- Data for this exercise

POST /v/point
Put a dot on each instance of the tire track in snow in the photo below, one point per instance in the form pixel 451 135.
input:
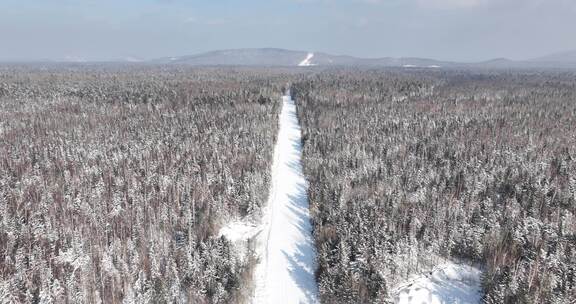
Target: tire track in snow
pixel 285 272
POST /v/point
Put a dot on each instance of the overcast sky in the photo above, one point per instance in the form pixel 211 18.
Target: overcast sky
pixel 464 30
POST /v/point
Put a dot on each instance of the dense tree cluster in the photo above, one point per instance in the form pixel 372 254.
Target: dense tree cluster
pixel 410 167
pixel 113 182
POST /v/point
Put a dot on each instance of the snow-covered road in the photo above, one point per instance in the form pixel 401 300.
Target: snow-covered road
pixel 285 273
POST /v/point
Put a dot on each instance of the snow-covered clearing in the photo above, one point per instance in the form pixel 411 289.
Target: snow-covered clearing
pixel 307 61
pixel 446 283
pixel 284 243
pixel 285 273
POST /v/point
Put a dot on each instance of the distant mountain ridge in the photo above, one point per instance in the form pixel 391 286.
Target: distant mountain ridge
pixel 284 57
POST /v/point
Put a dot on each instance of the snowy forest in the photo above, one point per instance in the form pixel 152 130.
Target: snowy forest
pixel 407 168
pixel 116 180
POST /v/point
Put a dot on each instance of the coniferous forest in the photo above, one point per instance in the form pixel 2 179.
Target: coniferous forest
pixel 409 168
pixel 116 180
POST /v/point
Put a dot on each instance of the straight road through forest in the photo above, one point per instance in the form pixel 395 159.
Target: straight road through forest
pixel 285 273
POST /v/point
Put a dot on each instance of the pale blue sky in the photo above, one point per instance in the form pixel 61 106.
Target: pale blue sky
pixel 465 30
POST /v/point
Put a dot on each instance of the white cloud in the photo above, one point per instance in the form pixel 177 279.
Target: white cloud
pixel 451 4
pixel 205 21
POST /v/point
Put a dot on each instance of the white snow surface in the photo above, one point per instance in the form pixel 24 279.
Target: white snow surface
pixel 446 283
pixel 285 247
pixel 307 61
pixel 239 231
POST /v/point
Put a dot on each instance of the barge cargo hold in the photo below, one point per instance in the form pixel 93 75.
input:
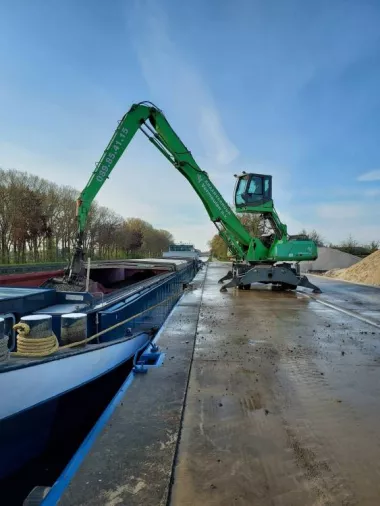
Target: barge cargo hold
pixel 263 399
pixel 124 320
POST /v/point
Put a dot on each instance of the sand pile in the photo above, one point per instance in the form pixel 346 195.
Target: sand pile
pixel 329 258
pixel 366 271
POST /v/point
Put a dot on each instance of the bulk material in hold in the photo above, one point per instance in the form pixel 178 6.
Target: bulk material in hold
pixel 73 327
pixel 40 326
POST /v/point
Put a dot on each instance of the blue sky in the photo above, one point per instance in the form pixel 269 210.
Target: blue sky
pixel 289 88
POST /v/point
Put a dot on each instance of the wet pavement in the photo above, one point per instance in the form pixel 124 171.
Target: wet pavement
pixel 264 399
pixel 283 401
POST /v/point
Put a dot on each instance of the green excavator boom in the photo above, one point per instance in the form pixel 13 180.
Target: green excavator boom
pixel 151 121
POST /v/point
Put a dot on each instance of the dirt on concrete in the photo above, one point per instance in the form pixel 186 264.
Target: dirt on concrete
pixel 366 271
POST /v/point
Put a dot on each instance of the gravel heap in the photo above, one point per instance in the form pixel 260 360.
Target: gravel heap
pixel 366 271
pixel 329 258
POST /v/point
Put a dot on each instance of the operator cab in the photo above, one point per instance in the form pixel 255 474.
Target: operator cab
pixel 253 190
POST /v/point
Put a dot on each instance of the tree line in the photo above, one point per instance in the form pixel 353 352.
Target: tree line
pixel 218 248
pixel 38 224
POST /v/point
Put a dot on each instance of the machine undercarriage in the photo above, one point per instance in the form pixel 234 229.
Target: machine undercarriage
pixel 282 276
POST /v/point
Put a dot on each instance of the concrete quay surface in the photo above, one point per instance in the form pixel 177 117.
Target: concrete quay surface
pixel 264 398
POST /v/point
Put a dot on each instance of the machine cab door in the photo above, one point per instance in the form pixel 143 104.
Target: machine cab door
pixel 253 190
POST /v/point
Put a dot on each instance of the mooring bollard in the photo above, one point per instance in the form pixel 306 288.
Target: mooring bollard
pixel 4 352
pixel 73 328
pixel 40 325
pixel 2 328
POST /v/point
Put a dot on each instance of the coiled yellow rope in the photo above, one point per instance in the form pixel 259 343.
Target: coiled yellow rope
pixel 33 347
pixel 42 347
pixel 4 352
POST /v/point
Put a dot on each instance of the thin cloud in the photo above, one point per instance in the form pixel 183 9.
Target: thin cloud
pixel 373 175
pixel 177 83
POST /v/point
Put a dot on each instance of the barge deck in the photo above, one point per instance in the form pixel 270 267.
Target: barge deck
pixel 262 399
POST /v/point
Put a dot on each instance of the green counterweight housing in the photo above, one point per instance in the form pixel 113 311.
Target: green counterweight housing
pixel 256 258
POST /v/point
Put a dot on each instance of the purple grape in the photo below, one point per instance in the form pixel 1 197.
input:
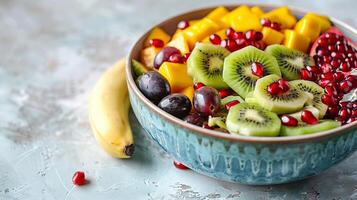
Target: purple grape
pixel 164 55
pixel 206 101
pixel 177 105
pixel 154 86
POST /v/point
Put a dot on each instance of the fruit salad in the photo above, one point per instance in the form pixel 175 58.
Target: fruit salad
pixel 252 72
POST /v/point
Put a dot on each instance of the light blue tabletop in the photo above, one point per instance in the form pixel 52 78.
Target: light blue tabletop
pixel 51 54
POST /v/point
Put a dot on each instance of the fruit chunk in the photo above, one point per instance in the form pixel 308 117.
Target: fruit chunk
pixel 138 68
pixel 294 40
pixel 153 86
pixel 252 120
pixel 177 76
pixel 286 102
pixel 322 20
pixel 303 128
pixel 289 61
pixel 283 16
pixel 157 33
pixel 308 27
pixel 237 71
pixel 177 105
pixel 147 56
pixel 205 64
pixel 271 36
pixel 316 92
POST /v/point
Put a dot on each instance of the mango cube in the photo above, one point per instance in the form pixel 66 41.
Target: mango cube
pixel 177 76
pixel 309 27
pixel 322 20
pixel 180 43
pixel 157 33
pixel 295 40
pixel 271 36
pixel 147 56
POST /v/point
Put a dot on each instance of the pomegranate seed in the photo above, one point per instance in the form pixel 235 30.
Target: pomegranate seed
pixel 230 33
pixel 350 120
pixel 338 76
pixel 289 120
pixel 182 25
pixel 328 100
pixel 185 57
pixel 257 69
pixel 265 22
pixel 313 69
pixel 231 104
pixel 175 58
pixel 345 86
pixel 274 88
pixel 330 91
pixel 284 86
pixel 215 39
pixel 250 35
pixel 332 111
pixel 157 43
pixel 224 93
pixel 79 178
pixel 344 113
pixel 205 125
pixel 238 35
pixel 232 45
pixel 276 26
pixel 306 75
pixel 308 117
pixel 198 85
pixel 179 165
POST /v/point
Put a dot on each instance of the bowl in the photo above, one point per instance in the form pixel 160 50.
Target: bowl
pixel 234 158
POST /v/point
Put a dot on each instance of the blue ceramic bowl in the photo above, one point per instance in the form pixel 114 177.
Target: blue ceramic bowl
pixel 234 158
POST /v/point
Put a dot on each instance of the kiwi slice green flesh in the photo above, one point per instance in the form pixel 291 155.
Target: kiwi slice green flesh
pixel 205 64
pixel 230 98
pixel 252 120
pixel 291 101
pixel 138 68
pixel 237 69
pixel 303 128
pixel 290 61
pixel 315 91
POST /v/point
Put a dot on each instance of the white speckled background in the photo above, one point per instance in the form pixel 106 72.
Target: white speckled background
pixel 51 53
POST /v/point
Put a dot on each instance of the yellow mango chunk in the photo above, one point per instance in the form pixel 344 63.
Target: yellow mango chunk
pixel 228 18
pixel 309 27
pixel 177 76
pixel 189 91
pixel 322 20
pixel 246 22
pixel 220 33
pixel 271 36
pixel 157 33
pixel 283 16
pixel 295 40
pixel 257 10
pixel 147 56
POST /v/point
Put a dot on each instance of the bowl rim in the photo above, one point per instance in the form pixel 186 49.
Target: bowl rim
pixel 219 135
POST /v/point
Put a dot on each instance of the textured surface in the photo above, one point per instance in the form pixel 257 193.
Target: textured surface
pixel 51 53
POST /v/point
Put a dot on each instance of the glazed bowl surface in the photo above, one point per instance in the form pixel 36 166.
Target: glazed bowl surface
pixel 234 158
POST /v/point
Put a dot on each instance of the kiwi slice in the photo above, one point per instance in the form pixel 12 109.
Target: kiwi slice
pixel 288 102
pixel 303 128
pixel 205 64
pixel 237 71
pixel 290 61
pixel 252 120
pixel 138 68
pixel 314 92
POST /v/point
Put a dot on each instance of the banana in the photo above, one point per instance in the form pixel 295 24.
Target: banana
pixel 108 112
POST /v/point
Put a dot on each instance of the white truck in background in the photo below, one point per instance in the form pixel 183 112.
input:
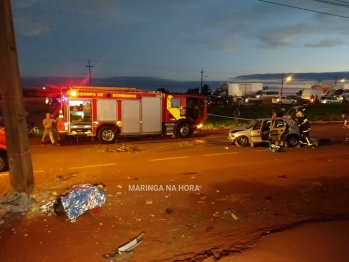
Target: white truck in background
pixel 308 92
pixel 241 89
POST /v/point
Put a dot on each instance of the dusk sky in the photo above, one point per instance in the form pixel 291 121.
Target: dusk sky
pixel 175 39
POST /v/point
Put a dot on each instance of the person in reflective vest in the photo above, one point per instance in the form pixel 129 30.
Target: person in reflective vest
pixel 304 127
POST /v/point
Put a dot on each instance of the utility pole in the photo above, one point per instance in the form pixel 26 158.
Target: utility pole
pixel 202 73
pixel 282 83
pixel 18 152
pixel 89 70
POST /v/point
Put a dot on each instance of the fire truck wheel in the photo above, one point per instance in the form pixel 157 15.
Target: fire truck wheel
pixel 183 130
pixel 107 134
pixel 3 161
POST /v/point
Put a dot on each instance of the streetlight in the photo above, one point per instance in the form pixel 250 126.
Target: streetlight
pixel 282 82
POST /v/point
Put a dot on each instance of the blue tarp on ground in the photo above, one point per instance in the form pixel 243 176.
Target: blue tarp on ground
pixel 82 198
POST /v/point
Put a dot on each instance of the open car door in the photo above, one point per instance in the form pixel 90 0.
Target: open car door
pixel 278 129
pixel 256 132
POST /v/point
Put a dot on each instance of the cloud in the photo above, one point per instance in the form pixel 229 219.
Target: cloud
pixel 327 43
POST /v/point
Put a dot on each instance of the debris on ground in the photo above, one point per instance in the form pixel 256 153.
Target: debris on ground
pixel 77 201
pixel 230 212
pixel 274 148
pixel 122 148
pixel 125 251
pixel 282 175
pixel 17 202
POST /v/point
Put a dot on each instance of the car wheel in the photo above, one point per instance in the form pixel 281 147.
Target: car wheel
pixel 184 130
pixel 292 140
pixel 242 141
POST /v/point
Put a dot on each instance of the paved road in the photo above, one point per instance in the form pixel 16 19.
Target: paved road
pixel 205 152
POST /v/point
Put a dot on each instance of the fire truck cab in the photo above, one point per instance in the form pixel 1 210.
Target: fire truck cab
pixel 110 112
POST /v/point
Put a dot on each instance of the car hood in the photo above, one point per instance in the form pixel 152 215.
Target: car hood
pixel 237 129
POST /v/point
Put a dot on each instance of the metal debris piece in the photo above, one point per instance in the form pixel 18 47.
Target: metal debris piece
pixel 231 214
pixel 125 251
pixel 122 148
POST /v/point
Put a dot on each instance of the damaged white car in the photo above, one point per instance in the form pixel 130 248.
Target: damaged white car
pixel 279 130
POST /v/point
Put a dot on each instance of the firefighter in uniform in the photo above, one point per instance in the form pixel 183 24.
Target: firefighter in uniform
pixel 304 127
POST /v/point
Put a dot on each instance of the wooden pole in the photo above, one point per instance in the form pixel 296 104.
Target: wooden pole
pixel 18 152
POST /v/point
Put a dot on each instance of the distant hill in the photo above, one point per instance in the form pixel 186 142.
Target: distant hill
pixel 153 83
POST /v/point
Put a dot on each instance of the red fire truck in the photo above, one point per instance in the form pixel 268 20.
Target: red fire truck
pixel 110 112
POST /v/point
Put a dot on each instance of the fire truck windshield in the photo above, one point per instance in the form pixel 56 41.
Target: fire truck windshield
pixel 195 107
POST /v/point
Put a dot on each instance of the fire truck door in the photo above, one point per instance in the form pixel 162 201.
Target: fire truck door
pixel 130 114
pixel 151 115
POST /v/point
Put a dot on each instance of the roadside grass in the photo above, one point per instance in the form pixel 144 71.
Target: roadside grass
pixel 222 117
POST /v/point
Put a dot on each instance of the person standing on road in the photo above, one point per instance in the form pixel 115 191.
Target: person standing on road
pixel 235 100
pixel 273 114
pixel 304 127
pixel 236 115
pixel 48 123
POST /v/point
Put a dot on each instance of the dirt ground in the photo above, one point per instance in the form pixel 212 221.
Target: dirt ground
pixel 228 220
pixel 197 229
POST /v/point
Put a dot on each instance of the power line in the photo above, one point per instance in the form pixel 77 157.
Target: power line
pixel 324 13
pixel 54 35
pixel 333 3
pixel 80 30
pixel 66 30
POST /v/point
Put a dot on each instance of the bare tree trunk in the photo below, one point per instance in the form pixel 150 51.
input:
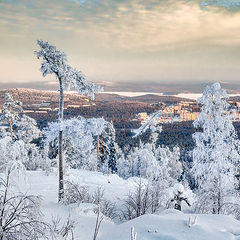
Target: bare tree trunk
pixel 10 123
pixel 60 143
pixel 98 154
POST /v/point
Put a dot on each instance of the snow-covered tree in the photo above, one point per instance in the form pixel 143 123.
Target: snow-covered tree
pixel 79 145
pixel 26 129
pixel 109 148
pixel 55 62
pixel 11 111
pixel 216 155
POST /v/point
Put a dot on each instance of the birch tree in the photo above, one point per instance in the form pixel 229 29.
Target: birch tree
pixel 55 62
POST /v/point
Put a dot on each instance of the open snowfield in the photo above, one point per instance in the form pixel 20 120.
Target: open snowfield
pixel 168 225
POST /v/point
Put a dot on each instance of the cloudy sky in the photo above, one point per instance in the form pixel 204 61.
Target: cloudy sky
pixel 123 42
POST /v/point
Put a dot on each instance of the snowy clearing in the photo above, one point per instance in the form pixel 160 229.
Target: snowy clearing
pixel 168 225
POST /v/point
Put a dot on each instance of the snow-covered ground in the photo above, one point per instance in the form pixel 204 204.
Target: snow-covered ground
pixel 168 225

- Instructions to follow
If a line in the listing holds the word "below", list that line.

- Expected output
Put a dot on each instance of the tire track in snow in the photo below, one point per instance in the form pixel 451 135.
Put a dot on each instance of the barge cargo hold in the photo below, one point per instance in the form pixel 93 75.
Put a dot on each instance of the purple grape in the photo below, one point per instance in the form pixel 1 197.
Put a dot on each instance of the white truck in background in the photo below, one point per instance in the form pixel 183 112.
Put a dot on each instance of the bare tree trunk in the photo below, one point per instance in the form pixel 150 51.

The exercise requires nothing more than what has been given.